WHAT YOU HAVE TO DO — Nothing in the entries should be altered. Write them out in full.

◇ ◇ ◇ ◇

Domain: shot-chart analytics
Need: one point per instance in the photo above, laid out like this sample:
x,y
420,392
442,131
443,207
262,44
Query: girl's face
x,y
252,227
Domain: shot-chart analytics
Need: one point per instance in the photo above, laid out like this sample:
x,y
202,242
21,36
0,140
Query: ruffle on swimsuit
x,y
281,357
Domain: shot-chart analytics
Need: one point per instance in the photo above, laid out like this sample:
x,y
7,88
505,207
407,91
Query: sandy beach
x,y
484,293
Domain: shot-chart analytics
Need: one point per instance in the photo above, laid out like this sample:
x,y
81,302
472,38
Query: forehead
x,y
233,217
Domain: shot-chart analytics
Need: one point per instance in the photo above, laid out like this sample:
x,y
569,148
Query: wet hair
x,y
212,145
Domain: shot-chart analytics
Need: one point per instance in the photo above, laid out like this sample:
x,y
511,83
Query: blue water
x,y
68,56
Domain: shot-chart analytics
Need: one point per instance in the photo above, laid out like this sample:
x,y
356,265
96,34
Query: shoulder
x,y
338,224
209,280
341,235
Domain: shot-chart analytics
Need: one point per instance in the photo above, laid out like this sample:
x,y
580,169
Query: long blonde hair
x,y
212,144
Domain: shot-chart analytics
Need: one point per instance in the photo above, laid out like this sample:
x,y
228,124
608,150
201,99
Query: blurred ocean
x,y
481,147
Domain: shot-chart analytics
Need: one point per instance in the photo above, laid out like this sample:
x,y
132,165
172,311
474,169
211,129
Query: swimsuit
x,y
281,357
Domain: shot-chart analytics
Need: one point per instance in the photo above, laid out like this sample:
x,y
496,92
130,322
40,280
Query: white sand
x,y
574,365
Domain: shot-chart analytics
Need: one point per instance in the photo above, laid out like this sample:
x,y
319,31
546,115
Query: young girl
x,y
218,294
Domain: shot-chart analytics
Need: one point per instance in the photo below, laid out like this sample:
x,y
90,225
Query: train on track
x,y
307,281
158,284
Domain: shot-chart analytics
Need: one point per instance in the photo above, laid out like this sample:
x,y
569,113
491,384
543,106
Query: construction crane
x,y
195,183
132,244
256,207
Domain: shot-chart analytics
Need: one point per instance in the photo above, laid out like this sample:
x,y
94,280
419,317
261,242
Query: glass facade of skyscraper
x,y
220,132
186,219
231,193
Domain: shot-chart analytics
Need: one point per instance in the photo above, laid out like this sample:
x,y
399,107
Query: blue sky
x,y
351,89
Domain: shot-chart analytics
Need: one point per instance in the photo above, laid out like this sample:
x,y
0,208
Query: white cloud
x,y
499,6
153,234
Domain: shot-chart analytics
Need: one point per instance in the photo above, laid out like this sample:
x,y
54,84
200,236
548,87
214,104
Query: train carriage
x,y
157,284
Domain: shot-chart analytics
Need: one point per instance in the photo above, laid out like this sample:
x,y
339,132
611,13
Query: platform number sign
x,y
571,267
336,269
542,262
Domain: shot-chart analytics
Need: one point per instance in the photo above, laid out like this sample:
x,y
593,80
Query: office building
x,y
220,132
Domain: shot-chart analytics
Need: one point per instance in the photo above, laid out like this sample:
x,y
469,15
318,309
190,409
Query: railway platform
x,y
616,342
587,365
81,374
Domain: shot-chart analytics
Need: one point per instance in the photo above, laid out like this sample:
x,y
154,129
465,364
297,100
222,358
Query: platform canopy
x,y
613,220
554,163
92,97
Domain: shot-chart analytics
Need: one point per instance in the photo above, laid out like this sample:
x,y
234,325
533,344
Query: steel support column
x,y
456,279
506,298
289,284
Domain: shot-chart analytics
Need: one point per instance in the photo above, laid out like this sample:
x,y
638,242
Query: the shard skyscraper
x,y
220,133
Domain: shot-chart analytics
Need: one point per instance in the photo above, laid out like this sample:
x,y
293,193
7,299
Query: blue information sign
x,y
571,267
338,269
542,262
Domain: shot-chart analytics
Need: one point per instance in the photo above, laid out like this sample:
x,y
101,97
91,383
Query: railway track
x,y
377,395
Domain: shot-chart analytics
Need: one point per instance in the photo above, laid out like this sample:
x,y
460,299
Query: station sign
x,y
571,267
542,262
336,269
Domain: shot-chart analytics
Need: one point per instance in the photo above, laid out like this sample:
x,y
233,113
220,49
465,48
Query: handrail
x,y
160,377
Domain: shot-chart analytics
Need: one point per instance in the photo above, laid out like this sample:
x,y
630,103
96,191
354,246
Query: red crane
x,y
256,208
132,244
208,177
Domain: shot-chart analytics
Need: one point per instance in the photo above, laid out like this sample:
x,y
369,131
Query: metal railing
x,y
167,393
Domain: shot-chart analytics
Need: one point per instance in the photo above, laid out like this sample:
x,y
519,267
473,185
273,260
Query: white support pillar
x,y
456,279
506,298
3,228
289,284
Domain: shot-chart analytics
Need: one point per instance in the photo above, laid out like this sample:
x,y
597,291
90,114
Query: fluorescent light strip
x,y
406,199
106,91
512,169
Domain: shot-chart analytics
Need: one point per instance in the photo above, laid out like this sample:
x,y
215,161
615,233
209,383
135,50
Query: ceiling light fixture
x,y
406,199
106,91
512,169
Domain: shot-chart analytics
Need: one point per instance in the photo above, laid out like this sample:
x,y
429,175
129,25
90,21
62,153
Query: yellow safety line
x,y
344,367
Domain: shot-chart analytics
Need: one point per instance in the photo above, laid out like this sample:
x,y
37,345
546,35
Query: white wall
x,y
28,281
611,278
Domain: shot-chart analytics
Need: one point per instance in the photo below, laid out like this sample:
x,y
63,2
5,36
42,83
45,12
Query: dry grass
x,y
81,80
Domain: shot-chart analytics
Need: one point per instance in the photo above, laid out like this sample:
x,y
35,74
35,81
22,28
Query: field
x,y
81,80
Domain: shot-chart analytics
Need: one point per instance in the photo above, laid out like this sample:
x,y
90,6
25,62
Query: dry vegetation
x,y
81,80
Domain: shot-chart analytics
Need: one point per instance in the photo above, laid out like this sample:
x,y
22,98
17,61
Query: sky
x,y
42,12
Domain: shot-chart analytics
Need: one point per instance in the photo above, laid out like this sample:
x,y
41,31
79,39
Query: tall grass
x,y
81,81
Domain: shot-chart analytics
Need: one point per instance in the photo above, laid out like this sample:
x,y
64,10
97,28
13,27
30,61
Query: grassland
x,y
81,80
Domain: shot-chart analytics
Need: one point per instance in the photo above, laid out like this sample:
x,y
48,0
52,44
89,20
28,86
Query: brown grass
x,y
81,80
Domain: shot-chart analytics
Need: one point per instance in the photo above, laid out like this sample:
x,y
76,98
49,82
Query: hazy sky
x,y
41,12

◇ ◇ ◇ ◇

ANSWER TO THIS PROBLEM —
Domain: shot-chart analytics
Need: one point per instance in the photo above, laid out like this sample:
x,y
420,392
442,131
443,207
262,44
Query: girl's face
x,y
252,227
Domain: shot-chart analytics
Need: one point per instance in the photo above, laid out like this sample:
x,y
202,242
21,36
0,140
Query: ruffle on swimsuit
x,y
281,357
Domain: shot-chart analytics
Need: one point per instance in the photo above, laid out like this sample:
x,y
7,88
505,207
407,91
Query: sandy beach
x,y
484,293
Domain: shot-chart analytics
Need: one point per instance in the photo above, laid out like this sample:
x,y
81,302
472,38
Query: forehead
x,y
233,217
Domain: shot-chart analytics
Need: one point per instance in the photo above, laid out like this sample:
x,y
569,148
Query: wet hair
x,y
212,145
Domain: shot-chart analytics
Need: one point per instance in the photo above, laid out like this sample:
x,y
511,83
Query: blue water
x,y
68,56
Domain: shot-chart analytics
Need: one point per instance in the photo above, laid out like this sample:
x,y
356,265
96,34
Query: shoulder
x,y
338,224
209,280
341,235
Domain: shot-chart analytics
Need: one point per instance in the photo above, laid out like this sample:
x,y
580,169
Query: long blonde hair
x,y
212,144
Domain: shot-chart analytics
Need: one point per instance in the photo above, laid out like this sample:
x,y
228,124
608,150
201,99
Query: blurred ocean
x,y
481,147
Domain: shot-chart analytics
Need: one point per instance in the photo above, laid out like this sample:
x,y
132,165
172,311
474,169
211,129
Query: swimsuit
x,y
281,357
Domain: shot-chart analytics
Need: one point per instance in the photo above, laid out like this sample:
x,y
496,92
130,322
40,280
Query: white sand
x,y
574,365
Domain: shot-chart analytics
Need: one point per instance in the photo above, laid out like this sample:
x,y
319,31
546,115
Query: young girl
x,y
218,294
Domain: shot-chart analytics
Need: one point per instance in the photo below, laid out like this sample:
x,y
90,225
Query: train on track
x,y
307,281
158,284
Domain: shot-chart analytics
Need: one point per instance in the photo above, laid out like this sample:
x,y
569,113
491,384
543,106
Query: construction crane
x,y
195,183
132,244
256,207
Domain: shot-chart analytics
Need: one point per instance in the photo above, laid out like this sample:
x,y
94,280
419,317
261,242
Query: glass facade of skyscraper
x,y
220,132
186,219
231,193
Domain: shot-chart analytics
Need: one point per instance in the photo above, laid out like this sample:
x,y
399,107
Query: blue sky
x,y
351,89
Domain: shot-chart analytics
Need: one point per instance in the photo above, laid out like this sample:
x,y
0,208
Query: white cloud
x,y
499,6
153,234
Domain: shot-chart analytics
Need: one point per instance in the photo above, laid out like this sample:
x,y
54,84
200,236
548,87
214,104
Query: train carriage
x,y
157,284
Domain: shot-chart analytics
Need: one point per instance in the photo above, laid out like this sample:
x,y
339,132
611,13
Query: platform number sign
x,y
571,267
336,269
542,262
Domain: shot-chart analytics
Need: one point per instance in the photo above, laid out like this sample:
x,y
593,80
Query: office building
x,y
220,132
Domain: shot-chart analytics
Need: one point per instance in the photo above, laid out like this sample:
x,y
469,15
318,309
190,409
Query: railway platform
x,y
616,342
587,365
81,374
Domain: shot-chart analytics
Need: one point per instance in the photo above, laid out like this sample:
x,y
154,129
465,364
297,100
222,358
Query: platform canopy
x,y
613,220
554,163
92,97
Domain: shot-chart analytics
Need: one point per instance in the photo above, laid out like this sample:
x,y
234,325
533,344
Query: steel support column
x,y
456,279
506,298
289,284
Domain: shot-chart analytics
Need: one point per instance in the photo above, laid out like this sample:
x,y
638,242
Query: the shard skyscraper
x,y
220,133
Domain: shot-chart analytics
Need: one point per instance in the photo above, laid out like this sample:
x,y
293,193
7,299
Query: blue information sign
x,y
571,267
338,269
542,262
Domain: shot-chart analytics
Need: one point per instance in the photo above, laid out like this sample:
x,y
101,97
91,383
Query: railway track
x,y
377,395
Domain: shot-chart analytics
Need: one point per instance in the photo above, laid out like this sample:
x,y
460,299
Query: station sign
x,y
571,267
542,262
336,269
Domain: shot-chart analytics
Need: one point per instance in the photo above, laid out like this sample:
x,y
233,113
220,49
465,48
Query: handrail
x,y
160,377
Domain: shot-chart analytics
Need: one point per instance in the photo above, laid out like this sample:
x,y
630,103
96,191
354,246
Query: red crane
x,y
256,208
132,244
208,177
Domain: shot-chart analytics
Need: one point per instance in the photo above, laid out like this sample:
x,y
369,131
Query: metal railing
x,y
167,393
Domain: shot-chart analytics
Need: one point per instance in the photo above, laid out like this sample:
x,y
519,267
473,185
273,260
Query: white support pillar
x,y
456,279
506,298
3,228
289,284
Domain: shot-chart analytics
Need: one point per instance in the photo above, laid out like this sample:
x,y
597,291
90,114
Query: fluorescent light strip
x,y
406,199
106,91
512,169
Domain: shot-chart analytics
Need: one point per instance in the photo above, laid out like this sample:
x,y
215,161
615,233
209,383
135,50
Query: ceiling light fixture
x,y
406,199
106,91
512,169
Domain: shot-chart analytics
Need: one point per instance in the photo above, laid out like this sample:
x,y
429,175
129,25
90,21
62,153
Query: yellow safety line
x,y
344,367
Domain: shot-chart analytics
Need: one point per instance in the photo above, laid out like this sample:
x,y
37,345
546,35
Query: white wall
x,y
28,281
611,278
Domain: shot-chart analytics
Need: one point per instance in the photo below, laid out like this sample:
x,y
63,2
5,36
42,83
45,12
Query: dry grass
x,y
81,80
Domain: shot-chart analytics
Need: one point per instance in the photo above, laid out like this sample:
x,y
35,74
35,81
22,28
Query: field
x,y
81,80
Domain: shot-chart analytics
Need: one point per instance in the photo above, laid out like this sample:
x,y
90,6
25,62
Query: dry vegetation
x,y
81,80
Domain: shot-chart analytics
Need: one point per instance in the photo above, laid out like this sample:
x,y
22,98
17,61
Query: sky
x,y
42,12
Domain: shot-chart analytics
Need: one point per instance in the photo above, laid out like this sample:
x,y
41,31
79,39
Query: tall grass
x,y
81,81
Domain: shot-chart analytics
Need: one point per instance in the photo above, laid out like this sample:
x,y
64,10
97,28
13,27
30,61
Query: grassland
x,y
81,80
Domain: shot-chart analytics
Need: one point per instance in the photo above, laid out like this sample:
x,y
48,0
52,44
89,20
28,86
Query: brown grass
x,y
81,80
Domain: shot-chart analytics
Need: one point per instance in the photo above, laid out like this sample:
x,y
76,98
49,82
Query: hazy sky
x,y
41,12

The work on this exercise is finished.